[Saved data entries]
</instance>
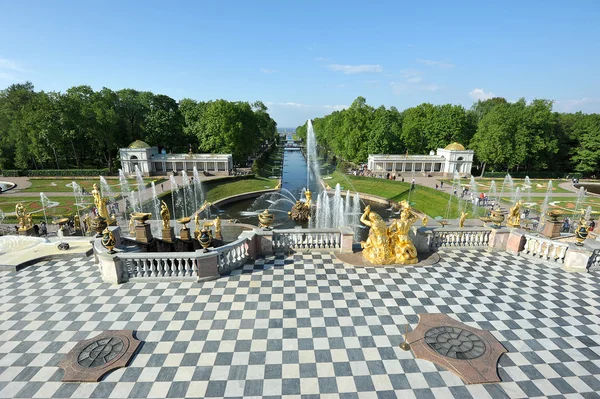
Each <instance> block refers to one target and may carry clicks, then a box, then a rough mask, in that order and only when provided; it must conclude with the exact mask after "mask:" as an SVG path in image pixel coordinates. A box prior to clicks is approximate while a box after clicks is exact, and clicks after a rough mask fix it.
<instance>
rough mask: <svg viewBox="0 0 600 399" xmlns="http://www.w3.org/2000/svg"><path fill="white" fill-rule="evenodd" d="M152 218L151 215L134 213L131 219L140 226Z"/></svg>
mask: <svg viewBox="0 0 600 399" xmlns="http://www.w3.org/2000/svg"><path fill="white" fill-rule="evenodd" d="M150 216H152V214H151V213H142V212H133V213H132V214H131V218H132V219H133V220H135V221H137V222H139V223H140V224H144V223H145V222H146V220H148V219H149V218H150Z"/></svg>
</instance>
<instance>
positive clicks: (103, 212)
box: [92, 183, 108, 220]
mask: <svg viewBox="0 0 600 399" xmlns="http://www.w3.org/2000/svg"><path fill="white" fill-rule="evenodd" d="M92 196H93V197H94V205H95V206H96V211H97V212H98V216H100V217H102V218H104V219H106V220H108V209H106V202H107V201H108V198H102V196H101V195H100V191H99V190H98V185H97V184H96V183H94V188H93V189H92Z"/></svg>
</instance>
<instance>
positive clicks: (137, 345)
mask: <svg viewBox="0 0 600 399" xmlns="http://www.w3.org/2000/svg"><path fill="white" fill-rule="evenodd" d="M139 344H140V341H138V340H137V339H135V338H134V337H133V331H131V330H119V331H105V332H103V333H102V334H100V335H98V336H96V337H94V338H92V339H87V340H85V341H81V342H79V343H77V345H75V347H74V348H73V349H71V351H70V352H69V353H67V355H66V356H65V357H64V358H63V360H61V362H60V364H59V365H58V366H59V367H60V368H62V369H63V370H65V375H64V377H63V379H62V381H63V382H97V381H100V378H102V376H103V375H104V374H106V373H108V372H110V371H112V370H115V369H118V368H120V367H125V366H126V365H127V363H129V360H130V359H131V358H132V357H133V355H134V353H135V351H136V350H137V348H138V346H139Z"/></svg>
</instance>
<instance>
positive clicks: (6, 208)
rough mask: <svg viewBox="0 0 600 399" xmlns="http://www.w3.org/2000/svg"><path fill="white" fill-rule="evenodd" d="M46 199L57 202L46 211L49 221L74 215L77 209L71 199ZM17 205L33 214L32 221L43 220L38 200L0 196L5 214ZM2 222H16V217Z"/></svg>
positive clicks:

TASK STATEMENT
Return the records word for word, leaving every picture out of the copy.

SOLUTION TO THIS EXERCISE
</instance>
Each <instance> block refers to one target and may carry clicks, then a box, then a rough mask, in that order and only when provided; it must conclude with the exact mask after "mask:" as an SVG path in image pixel coordinates. A box prior to clicks is approximate while a box after clicks is exact, and clicks after a rough mask fix it.
<instance>
rough mask: <svg viewBox="0 0 600 399" xmlns="http://www.w3.org/2000/svg"><path fill="white" fill-rule="evenodd" d="M152 218L151 215L134 213L131 219L140 226Z"/></svg>
mask: <svg viewBox="0 0 600 399" xmlns="http://www.w3.org/2000/svg"><path fill="white" fill-rule="evenodd" d="M150 216H152V214H151V213H142V212H133V213H132V214H131V218H132V219H133V220H135V221H137V222H139V223H140V224H144V223H145V222H146V220H148V219H149V218H150Z"/></svg>
</instance>
<instance>
positive clicks: (103, 212)
box: [92, 183, 108, 220]
mask: <svg viewBox="0 0 600 399" xmlns="http://www.w3.org/2000/svg"><path fill="white" fill-rule="evenodd" d="M92 196H93V197H94V205H95V206H96V211H97V212H98V216H100V217H102V218H104V219H106V220H108V209H106V202H107V201H108V198H102V196H101V195H100V191H99V190H98V185H97V184H96V183H94V188H93V189H92Z"/></svg>
</instance>
<instance>
positive clicks: (137, 345)
mask: <svg viewBox="0 0 600 399" xmlns="http://www.w3.org/2000/svg"><path fill="white" fill-rule="evenodd" d="M139 344H140V341H138V340H137V339H135V338H134V337H133V331H131V330H119V331H105V332H103V333H102V334H100V335H98V336H96V337H94V338H92V339H87V340H85V341H81V342H79V343H77V345H75V347H74V348H73V349H71V351H70V352H69V353H67V355H66V356H65V357H64V358H63V360H61V362H60V364H59V365H58V366H59V367H60V368H62V369H63V370H65V375H64V377H63V379H62V381H63V382H97V381H100V378H102V376H103V375H104V374H106V373H108V372H110V371H112V370H115V369H118V368H120V367H125V366H126V365H127V363H129V360H130V359H131V358H132V357H133V355H134V353H135V351H136V350H137V348H138V346H139Z"/></svg>
</instance>
<instance>
positive clicks: (6, 208)
rough mask: <svg viewBox="0 0 600 399" xmlns="http://www.w3.org/2000/svg"><path fill="white" fill-rule="evenodd" d="M46 199L57 202L46 211L49 221L74 215L77 209L71 199ZM17 205L33 214L32 221L43 220L38 200L0 196L5 214ZM2 222H16V217Z"/></svg>
positive clicks:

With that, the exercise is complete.